EXTRAIT:
"""
Mais il fallait une occasion : on imagine de rétablir un jour de fête aboli depuis dix ans, pour avoir un prétexte de réunir et d’armer le régiment de Gomez Freire, dans le quartier duquel la fête se célébrait. Nous avons dit que les forces de police de la ville étaient sous le commandement du marquis de Novion, émigré français, d’un caractère et d’une intégrité auxquels Lannes rend un hommage mérité. Comme il s’était rendu avec ses hommes sur le lieu de la fête pour y maintenir l’ordre, les soldats de Gomez, sous prétexte qu’ils entendent se charger eux-mêmes de ce soin, engagent une rixe avec la police, et font feu sur Novion dès qu’il paraît ; on leur avait, en effet distribué des cartouches à balles. La légion d’Alorna accourt au secours des soldats de Gomez, et un combat sanglant entre la troupe et la police laisse dix tués et vingt-six blessés sur le carreau.
"""
DONNÉES SOURCES:
"""
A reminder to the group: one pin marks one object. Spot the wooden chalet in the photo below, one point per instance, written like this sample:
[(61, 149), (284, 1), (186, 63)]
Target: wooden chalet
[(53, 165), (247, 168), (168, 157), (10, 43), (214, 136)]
"""
CONSIGNE 1:
Pour chacune des affirmations suivantes, dites par oui ou par non si elle concorde avec l'extrait, en citant les mots décisifs : (a) le marquis de Novion commandait les forces de police de la ville ; (b) le jour de fête avait été aboli vingt ans auparavant ; (c) la légion d'Alorna vint en aide à la police.
CONSIGNE 2:
Renommez, s'il vous plaît, « Novion » en « Noailles » dans la partie de l'extrait qui s'ouvre sur les mots contenant « Mais il fallait » et se termine par « sur le carreau. ».
CONSIGNE 3:
Relevez tous les nombres écrits en toutes lettres dans l'extrait, chacun avec le mot qui le suit.
Ce matériel est sans rapport avec l'extrait.

RÉPONSE 1:
(a) Oui : « les forces de police de la ville étaient sous le commandement du marquis de Novion ».
(b) Non : « aboli depuis dix ans ».
(c) Non : « La légion d’Alorna accourt au secours des soldats de Gomez ».

RÉPONSE 2:
Mais il fallait une occasion : on imagine de rétablir un jour de fête aboli depuis dix ans, pour avoir un prétexte de réunir et d’armer le régiment de Gomez Freire, dans le quartier duquel la fête se célébrait. Nous avons dit que les forces de police de la ville étaient sous le commandement du marquis de Noailles, émigré français, d’un caractère et d’une intégrité auxquels Lannes rend un hommage mérité. Comme il s’était rendu avec ses hommes sur le lieu de la fête pour y maintenir l’ordre, les soldats de Gomez, sous prétexte qu’ils entendent se charger eux-mêmes de ce soin, engagent une rixe avec la police, et font feu sur Noailles dès qu’il paraît ; on leur avait, en effet distribué des cartouches à balles. La légion d’Alorna accourt au secours des soldats de Gomez, et un combat sanglant entre la troupe et la police laisse dix tués et vingt-six blessés sur le carreau.

RÉPONSE 3:
dix ans
dix tués
vingt-six blessés